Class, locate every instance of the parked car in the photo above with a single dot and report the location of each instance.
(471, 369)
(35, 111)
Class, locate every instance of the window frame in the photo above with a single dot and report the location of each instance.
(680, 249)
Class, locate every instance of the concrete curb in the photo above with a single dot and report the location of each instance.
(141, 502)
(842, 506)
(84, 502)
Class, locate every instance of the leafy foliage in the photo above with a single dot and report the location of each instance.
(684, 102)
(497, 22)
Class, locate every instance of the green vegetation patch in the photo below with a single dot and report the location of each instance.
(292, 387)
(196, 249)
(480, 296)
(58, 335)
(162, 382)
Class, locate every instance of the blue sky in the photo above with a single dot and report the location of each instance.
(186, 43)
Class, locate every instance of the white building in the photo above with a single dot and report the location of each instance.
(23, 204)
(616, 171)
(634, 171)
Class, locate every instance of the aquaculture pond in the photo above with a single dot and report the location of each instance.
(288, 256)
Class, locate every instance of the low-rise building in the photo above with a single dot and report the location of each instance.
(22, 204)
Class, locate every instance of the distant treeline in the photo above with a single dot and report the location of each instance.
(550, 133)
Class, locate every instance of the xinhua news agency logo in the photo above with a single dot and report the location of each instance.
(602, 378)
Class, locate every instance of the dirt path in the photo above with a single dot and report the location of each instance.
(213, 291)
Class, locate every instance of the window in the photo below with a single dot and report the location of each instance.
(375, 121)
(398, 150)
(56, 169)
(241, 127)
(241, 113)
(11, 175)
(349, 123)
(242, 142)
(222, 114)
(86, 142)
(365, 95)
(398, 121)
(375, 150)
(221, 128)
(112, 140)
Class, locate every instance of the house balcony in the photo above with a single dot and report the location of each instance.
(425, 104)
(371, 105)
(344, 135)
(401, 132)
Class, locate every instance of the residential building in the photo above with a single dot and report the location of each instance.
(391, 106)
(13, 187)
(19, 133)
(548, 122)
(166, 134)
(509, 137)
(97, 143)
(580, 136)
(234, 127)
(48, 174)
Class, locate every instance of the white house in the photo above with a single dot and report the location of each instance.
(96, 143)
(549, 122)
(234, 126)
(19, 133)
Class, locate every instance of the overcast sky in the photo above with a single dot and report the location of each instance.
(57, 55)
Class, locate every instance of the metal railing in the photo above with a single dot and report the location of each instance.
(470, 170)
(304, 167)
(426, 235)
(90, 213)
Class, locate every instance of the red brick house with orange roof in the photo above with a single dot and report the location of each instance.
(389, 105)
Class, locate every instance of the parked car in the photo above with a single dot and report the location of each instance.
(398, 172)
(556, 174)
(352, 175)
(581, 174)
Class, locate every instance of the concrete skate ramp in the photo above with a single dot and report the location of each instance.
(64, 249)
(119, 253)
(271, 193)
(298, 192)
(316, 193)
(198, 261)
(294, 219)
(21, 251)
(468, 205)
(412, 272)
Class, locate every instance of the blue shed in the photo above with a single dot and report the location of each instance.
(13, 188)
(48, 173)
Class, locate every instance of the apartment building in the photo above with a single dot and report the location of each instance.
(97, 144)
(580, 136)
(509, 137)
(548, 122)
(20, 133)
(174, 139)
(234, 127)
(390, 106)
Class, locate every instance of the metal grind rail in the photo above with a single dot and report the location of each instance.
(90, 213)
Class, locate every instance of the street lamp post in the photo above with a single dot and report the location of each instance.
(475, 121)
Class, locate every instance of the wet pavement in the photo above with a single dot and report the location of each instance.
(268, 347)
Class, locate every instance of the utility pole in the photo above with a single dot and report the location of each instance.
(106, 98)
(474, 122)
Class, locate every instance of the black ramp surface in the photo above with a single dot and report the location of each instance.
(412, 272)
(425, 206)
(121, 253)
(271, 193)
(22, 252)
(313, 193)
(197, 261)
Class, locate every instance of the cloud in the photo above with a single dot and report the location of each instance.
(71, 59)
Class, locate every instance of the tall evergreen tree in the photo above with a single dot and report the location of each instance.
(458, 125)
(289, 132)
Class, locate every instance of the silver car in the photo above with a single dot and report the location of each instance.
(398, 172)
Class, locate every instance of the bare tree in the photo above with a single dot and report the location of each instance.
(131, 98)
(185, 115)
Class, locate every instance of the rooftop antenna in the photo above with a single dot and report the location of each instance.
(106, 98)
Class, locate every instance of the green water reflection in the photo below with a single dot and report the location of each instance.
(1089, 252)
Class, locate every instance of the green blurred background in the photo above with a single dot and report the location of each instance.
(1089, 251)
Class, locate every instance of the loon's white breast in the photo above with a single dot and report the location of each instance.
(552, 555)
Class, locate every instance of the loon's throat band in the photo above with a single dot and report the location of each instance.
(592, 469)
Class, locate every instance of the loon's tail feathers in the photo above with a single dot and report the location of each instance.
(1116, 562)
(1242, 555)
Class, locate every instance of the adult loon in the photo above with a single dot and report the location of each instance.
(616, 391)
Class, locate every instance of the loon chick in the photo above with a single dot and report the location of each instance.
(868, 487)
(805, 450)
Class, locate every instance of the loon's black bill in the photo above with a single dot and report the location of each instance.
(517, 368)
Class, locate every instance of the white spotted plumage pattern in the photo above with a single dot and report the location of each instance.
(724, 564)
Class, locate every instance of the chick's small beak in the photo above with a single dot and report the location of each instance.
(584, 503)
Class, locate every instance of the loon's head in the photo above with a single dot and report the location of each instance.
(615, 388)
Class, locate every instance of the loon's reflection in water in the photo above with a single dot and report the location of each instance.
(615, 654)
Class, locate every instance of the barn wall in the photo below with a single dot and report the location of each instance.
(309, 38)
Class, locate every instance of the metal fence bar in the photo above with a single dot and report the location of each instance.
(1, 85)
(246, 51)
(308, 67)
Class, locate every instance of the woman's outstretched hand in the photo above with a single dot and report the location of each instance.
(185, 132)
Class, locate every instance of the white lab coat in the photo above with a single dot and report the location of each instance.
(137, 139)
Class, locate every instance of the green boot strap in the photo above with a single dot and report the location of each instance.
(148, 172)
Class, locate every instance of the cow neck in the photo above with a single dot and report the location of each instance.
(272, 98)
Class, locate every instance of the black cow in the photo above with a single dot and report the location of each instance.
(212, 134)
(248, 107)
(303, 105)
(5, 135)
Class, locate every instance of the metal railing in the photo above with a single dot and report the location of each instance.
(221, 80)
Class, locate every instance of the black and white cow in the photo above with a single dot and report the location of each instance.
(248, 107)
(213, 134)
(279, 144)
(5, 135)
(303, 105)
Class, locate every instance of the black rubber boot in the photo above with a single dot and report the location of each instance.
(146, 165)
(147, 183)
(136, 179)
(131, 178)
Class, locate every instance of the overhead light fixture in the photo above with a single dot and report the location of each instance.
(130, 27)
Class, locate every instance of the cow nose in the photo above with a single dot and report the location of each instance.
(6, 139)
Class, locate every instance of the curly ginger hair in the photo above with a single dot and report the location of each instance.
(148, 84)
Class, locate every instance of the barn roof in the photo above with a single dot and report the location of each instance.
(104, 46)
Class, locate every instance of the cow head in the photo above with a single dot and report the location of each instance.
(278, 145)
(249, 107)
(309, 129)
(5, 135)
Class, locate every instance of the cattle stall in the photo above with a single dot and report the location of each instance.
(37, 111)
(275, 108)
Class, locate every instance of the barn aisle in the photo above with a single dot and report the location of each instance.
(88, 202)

*What needs to be done*
Your task is to repeat every entry exactly.

*Solution to this task*
Class, locate every instance of the parked car in the photo above with a single dot and report the location of each instance.
(471, 369)
(35, 111)
Class, locate every instance of the window frame in the photo above with a single dot and report the location of each instance.
(680, 249)
Class, locate every instance of the concrete curb in the photo above with a single dot and report the location of each instance.
(141, 502)
(842, 506)
(84, 502)
Class, locate every instance of the leafy foliage in the photo above with a single dot and report the location of each instance.
(684, 102)
(497, 22)
Class, locate every instance of the green vegetation patch in the photo below with a single dot and report the location of each instance.
(292, 387)
(196, 249)
(480, 296)
(58, 335)
(162, 382)
Class, locate every instance of the blue sky in the photo above with a single dot and report the location of each instance.
(186, 43)
Class, locate every instance of the white building in the photo above with a single dot and report the location of each instance.
(23, 204)
(616, 171)
(634, 171)
Class, locate every instance of the aquaculture pond in the photo above with a single dot and report the location of each instance.
(288, 256)
Class, locate every instance of the low-rise building in the photo above with a single dot and report the location of each instance.
(22, 204)
Class, locate every instance of the distant treeline in the photo above with a single dot and report the location of each instance.
(550, 133)
Class, locate every instance of the xinhua news agency logo in the photo above with a single dot and report the location of each instance.
(602, 378)
Class, locate every instance of the dirt path in the photo above with a single dot and report the location of each instance.
(213, 291)
Class, locate every instance of the window in the photo below with a single dot and report the location of each instance.
(375, 121)
(398, 150)
(56, 169)
(241, 127)
(241, 113)
(11, 175)
(349, 123)
(242, 142)
(222, 114)
(86, 142)
(365, 95)
(398, 121)
(375, 150)
(221, 128)
(112, 140)
Class, locate every instance of the house balcony in the photo above with a single dot and report the location of each instance.
(425, 104)
(371, 105)
(344, 135)
(401, 132)
Class, locate every instance of the residential building in the photo above with a single dot and report the location of each instance.
(391, 106)
(13, 187)
(19, 133)
(548, 122)
(166, 134)
(509, 137)
(97, 143)
(580, 136)
(234, 127)
(48, 174)
Class, locate every instance of the white house in the photo above with a single dot and report the location of each instance.
(96, 143)
(549, 122)
(234, 126)
(19, 133)
Class, locate every instance of the overcast sky in the photo above with a single dot and report the location of each instance.
(57, 55)
Class, locate every instance of the metal railing in the photo above with a single dot and report the location of each instance.
(470, 170)
(304, 167)
(426, 235)
(90, 213)
Class, locate every instance of the red brick house with orange roof in the photo above with a single dot and report the location of each instance.
(389, 105)
Class, locate every instance of the parked car in the photo above with a single dot and report the location of each instance.
(398, 172)
(556, 174)
(352, 175)
(581, 174)
Class, locate every instance of the concrete skate ramp in the photo above with a single dot and report the location of each instance.
(64, 249)
(119, 253)
(271, 193)
(298, 192)
(316, 193)
(198, 261)
(294, 219)
(21, 251)
(468, 205)
(412, 272)
Class, locate every instance of the blue shed in the photo above with a single dot and report the location of each instance.
(13, 188)
(48, 173)
Class, locate every instance of the apartment building in the photo above with a single dot and report the location of each instance.
(97, 144)
(580, 136)
(509, 137)
(548, 122)
(20, 133)
(174, 139)
(234, 127)
(390, 106)
Class, locate every instance of the metal grind rail in the photo above with a single dot and report the location of each instance.
(90, 213)
Class, locate every instance of the street lamp post in the photo above with a single dot and report the location of each instance.
(475, 121)
Class, locate every instance of the wet pavement in the photo above with a single dot and report the location of each instance.
(268, 347)
Class, locate every instance of the utility pole in the photo above with a single dot and report the location of each instance.
(106, 98)
(474, 122)
Class, locate every instance of the black ramp surface in the photo above with a single dot and report the location of each instance.
(412, 272)
(425, 206)
(121, 253)
(271, 193)
(22, 252)
(313, 193)
(197, 261)
Class, locate every instance of the cloud in the photo above with a single dot and report the location of each instance.
(71, 59)
Class, locate every instance of the tall evergreen tree in the photo above with a single dot and report the location of each instance.
(458, 125)
(289, 132)
Class, locate every instance of the silver car in the photo above with a single dot and report the location of each instance.
(398, 172)
Class, locate every instance of the bare tree in the photo above with a single dot and report the location of each instance.
(131, 98)
(185, 115)
Class, locate every instance of the rooftop antenna in the photo above with a single dot and report the location of each instance.
(106, 98)
Class, locate every instance of the green water reflection in the photo below with a single dot and report the location of each instance.
(1089, 252)
Class, locate every instance of the green blurred background in the photo above with a single dot and report the location of each instance.
(1089, 251)
Class, locate every instance of the loon's white breast in the photo above with a single dot and report the location of each instance.
(552, 555)
Class, locate every instance of the loon's throat band in the photo above with a single dot and report the location of each instance.
(592, 469)
Class, locate every instance of the loon's tail feathers in the photo above with a single dot and report the location of each instance.
(1116, 562)
(1242, 555)
Class, locate every instance of the adult loon in the photo above with a single dot and report the location of each instance.
(616, 391)
Class, locate every instance of the loon chick in the photo above with a single dot and report the location of each instance.
(868, 487)
(805, 450)
Class, locate every instance of the loon's black bill in the photo above with a single dot and report the location of each instance.
(517, 368)
Class, locate every instance of the white spotted plumage pattern in the photo above with a single dot and report the location of each instance.
(724, 564)
Class, locate every instance of the chick's small beak in the photo above with a single dot and report the location of each instance.
(584, 503)
Class, locate every instance of the loon's head in the photo above with a single dot and report the location of each instance.
(615, 388)
Class, locate every instance of the loon's reflection in water in the photo above with a single dot and report the location of each instance.
(615, 654)
Class, locate every instance of the barn wall in the photo below with a single dot and report the location of each instance.
(309, 38)
Class, locate every instance of the metal fence bar in the photo above with a single dot and report the location of each instance.
(1, 85)
(246, 51)
(308, 67)
Class, locate every instance of the woman's outstretched hand in the photo above with a single dot and report the location of each instance.
(185, 132)
Class, locate every instance of the white lab coat in the photo above with a single dot and report the location of each instance.
(137, 139)
Class, locate every instance of the green boot strap in the photo above with a single dot and report the location of each instance.
(148, 172)
Class, locate every instance of the cow neck in the photo above with a single dot and report the location of each instance.
(272, 98)
Class, locate every instance of the black cow in the photo above with a single dot and report the location of each instance.
(212, 134)
(248, 107)
(303, 105)
(5, 135)
Class, locate every instance of the metal railing in the photo above with a single dot and report the location of each instance.
(221, 80)
Class, locate every instance of the black and white cow in the photo above with a single dot and report the location of each instance.
(248, 107)
(213, 134)
(279, 144)
(5, 135)
(303, 105)
Class, locate every instance of the black rubber boot in the photo above with a single dot and report the location of each instance.
(146, 165)
(147, 183)
(136, 179)
(131, 178)
Class, locate every instance of the overhead light fixture in the photo above with a single dot and report the location of each instance.
(130, 27)
Class, locate every instance of the cow nose in the photo above with a single dot and report the location of each instance.
(6, 139)
Class, locate every instance of the curly ginger hair in the photo above with a single dot and report the location of each instance.
(148, 84)
Class, locate every instance of the barn roof in the photo above with a single dot and report the location of each instance.
(104, 46)
Class, locate every instance of the cow head in the photo above with a single dot and report the location of each instance.
(278, 145)
(249, 107)
(309, 129)
(5, 135)
Class, locate every instance of the cattle stall in the photo above with a single dot and report the location of each instance.
(37, 111)
(275, 108)
Class, locate every instance of the barn aisle in the photo above with a single dot and report the location of each instance.
(88, 202)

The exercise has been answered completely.